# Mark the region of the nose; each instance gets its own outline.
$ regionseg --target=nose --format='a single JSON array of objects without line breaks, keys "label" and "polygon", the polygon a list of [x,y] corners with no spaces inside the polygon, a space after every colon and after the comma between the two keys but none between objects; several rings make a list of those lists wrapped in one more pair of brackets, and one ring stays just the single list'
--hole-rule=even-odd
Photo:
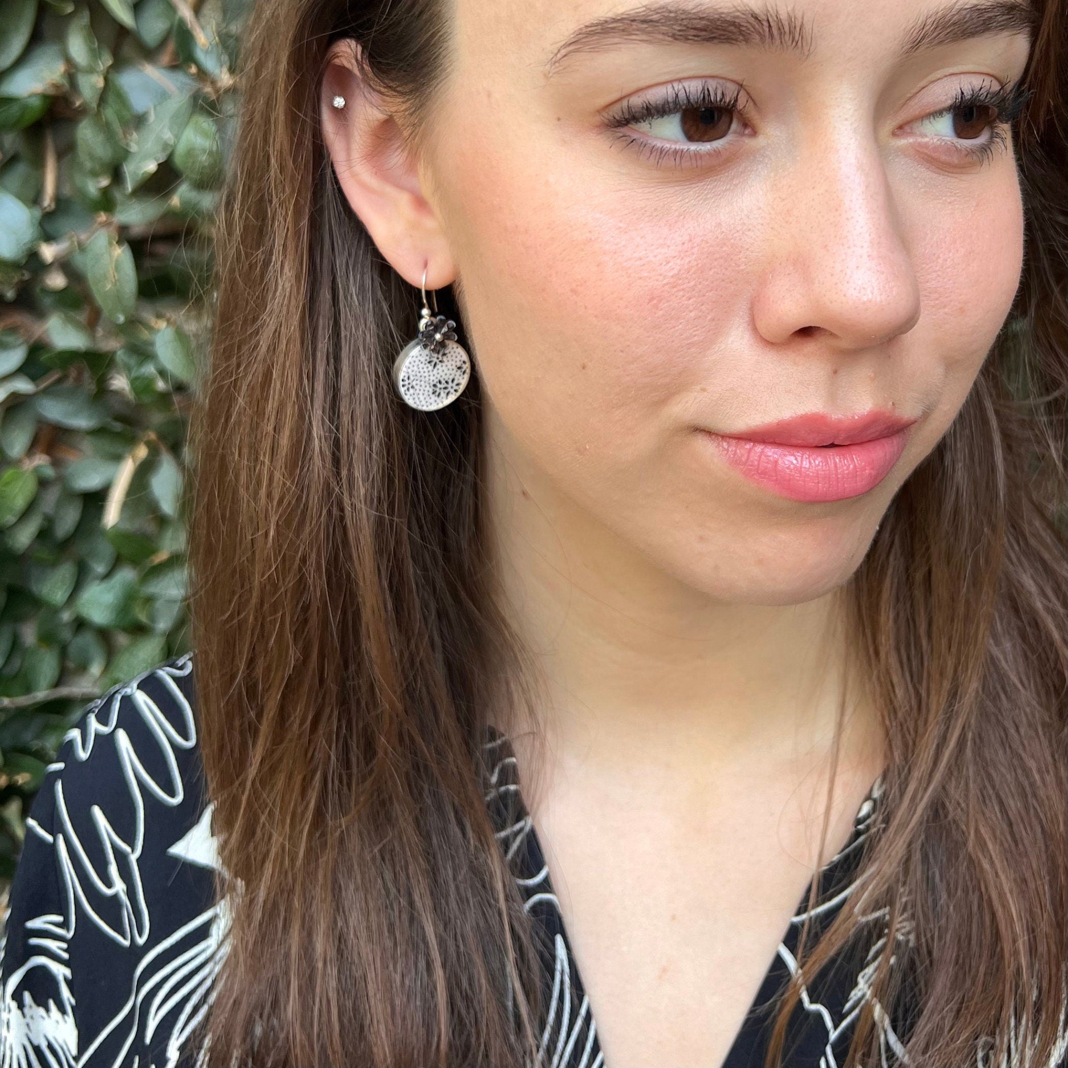
[{"label": "nose", "polygon": [[773,200],[753,307],[765,340],[816,336],[855,351],[915,326],[920,287],[877,145],[858,136],[811,145]]}]

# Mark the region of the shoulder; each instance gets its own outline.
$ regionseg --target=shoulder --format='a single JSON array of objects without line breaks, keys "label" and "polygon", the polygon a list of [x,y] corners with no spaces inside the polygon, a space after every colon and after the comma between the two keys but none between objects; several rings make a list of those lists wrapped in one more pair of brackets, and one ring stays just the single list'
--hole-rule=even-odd
[{"label": "shoulder", "polygon": [[84,709],[27,820],[0,1063],[175,1064],[221,961],[193,657]]}]

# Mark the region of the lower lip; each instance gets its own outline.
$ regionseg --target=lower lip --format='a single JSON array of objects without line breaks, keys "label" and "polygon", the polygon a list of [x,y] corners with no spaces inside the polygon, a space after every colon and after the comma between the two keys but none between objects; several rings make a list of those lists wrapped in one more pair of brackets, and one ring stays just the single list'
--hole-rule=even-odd
[{"label": "lower lip", "polygon": [[[708,431],[705,431],[708,433]],[[905,449],[907,431],[850,445],[781,445],[708,433],[751,482],[791,501],[845,501],[875,489]]]}]

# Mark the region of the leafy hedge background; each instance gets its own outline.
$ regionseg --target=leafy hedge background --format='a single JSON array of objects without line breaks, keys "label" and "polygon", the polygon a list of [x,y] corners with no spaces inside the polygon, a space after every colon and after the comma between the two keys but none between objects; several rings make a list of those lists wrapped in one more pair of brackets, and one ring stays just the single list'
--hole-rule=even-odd
[{"label": "leafy hedge background", "polygon": [[231,0],[0,0],[0,880],[64,731],[184,651]]}]

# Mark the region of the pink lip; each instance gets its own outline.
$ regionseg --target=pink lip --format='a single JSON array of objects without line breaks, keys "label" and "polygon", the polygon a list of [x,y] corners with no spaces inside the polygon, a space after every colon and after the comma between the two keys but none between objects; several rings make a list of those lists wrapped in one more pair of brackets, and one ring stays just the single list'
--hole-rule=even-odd
[{"label": "pink lip", "polygon": [[893,412],[810,412],[734,434],[705,431],[751,482],[794,501],[843,501],[890,474],[915,420]]}]

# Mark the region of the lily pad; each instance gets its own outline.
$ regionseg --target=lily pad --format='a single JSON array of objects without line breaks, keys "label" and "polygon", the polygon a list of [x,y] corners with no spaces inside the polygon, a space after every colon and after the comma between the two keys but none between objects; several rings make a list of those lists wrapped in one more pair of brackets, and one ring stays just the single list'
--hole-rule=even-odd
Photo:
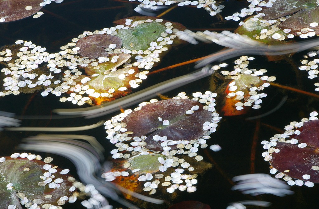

^^^^^^^^

→ The task
Could you give all of the data above again with each "regionseg" switched to "maskseg", everything else unchanged and the pictures left out?

→ Exercise answer
# Mark the region of the nose; each instance gets its own outline.
$ maskseg --target=nose --format='a single JSON array of objects without line breaks, keys "label" and "polygon", the polygon a list of [x,y] corners with no spaces inside the polygon, a space after every colon and after the comma between the two keys but none between objects; several rings make a list of those lists wrapped in one more pair of brackets, and one ring stays just the single list'
--hole-rule=even-odd
Photo:
[{"label": "nose", "polygon": [[773,200],[753,307],[765,340],[816,336],[855,351],[915,326],[920,287],[877,145],[858,136],[811,145]]}]

# Mark the region of the shoulder; each instance gets its own outline.
$ maskseg --target=shoulder --format='a single JSON array of objects without line breaks, keys "label" and "polygon", the polygon a list of [x,y] corners with no spaces inside the polygon, a space after every colon and after the comma between the two keys but none between objects; several rings make a list of those lists wrapped in one more pair of brackets, and one ring stays just the single list'
--hole-rule=even-odd
[{"label": "shoulder", "polygon": [[84,709],[27,820],[0,1063],[175,1064],[221,961],[193,657]]}]

# Mark the region of the lower lip; each instance gets its own outline.
$ maskseg --target=lower lip --format='a single JSON array of objects without line breaks, keys "label" and "polygon", the polygon a list of [x,y] corners with no spaces inside the polygon, a space after every colon and after the comma between the two keys but none between objects; several rings make a list of those lists wrapped in one more pair of brackets, and one ring stays just the single list'
--hole-rule=even-odd
[{"label": "lower lip", "polygon": [[[708,431],[705,431],[708,433]],[[905,449],[907,431],[850,445],[781,445],[708,433],[751,482],[791,501],[845,501],[875,489]]]}]

# Mark the region of the leafy hedge background; each instance gets its own outline.
$ maskseg --target=leafy hedge background --format='a single JSON array of objects without line breaks, keys "label" and "polygon", the polygon a list of [x,y] corners with no spaces inside the polygon, a space after every colon and after the comma between the two keys but none between objects; several rings make a list of those lists wrapped in one more pair of brackets, and one ring stays just the single list'
--hole-rule=even-odd
[{"label": "leafy hedge background", "polygon": [[231,0],[0,0],[0,880],[64,731],[184,651]]}]

# Mark the region of the pink lip; each instance gets its own outline.
$ maskseg --target=pink lip --format='a single JSON array of objects without line breaks, keys "label" and "polygon", the polygon a list of [x,y] corners with no spaces inside the polygon, a space after every colon and after the comma between the two keys but none between objects; several rings make a list of those lists wrapped in one more pair of brackets, and one ring stays just the single list'
--hole-rule=even-odd
[{"label": "pink lip", "polygon": [[893,412],[810,412],[734,434],[705,431],[751,482],[794,501],[843,501],[890,474],[915,420]]}]

# Mark the region of the lily pad; each instance gets its own outline.
$ maskseg --target=lily pad --format='a single JSON array of objects without line breaks, keys "label" and "polygon", the polygon a list of [x,y] corners with no spaces inside the polygon, a space after every colon and after the comma between the two keys but none between objects; several rings make a list of those lists wrapped in one more pair of brackets, and one ring stays just the single list'
--hole-rule=even-odd
Photo:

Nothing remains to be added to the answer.